[Records of labeled points]
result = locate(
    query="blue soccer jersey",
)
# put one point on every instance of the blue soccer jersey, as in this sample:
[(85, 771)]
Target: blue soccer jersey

■ STATED TASK:
Change every "blue soccer jersey" in the lines above to "red soccer jersey", and write the lines out again with nothing else altered.

■ SOLUTION:
result = locate(
    query="red soccer jersey",
)
# put one point on every instance of the red soccer jersey, as in this sample:
[(85, 771)]
Target: red soccer jersey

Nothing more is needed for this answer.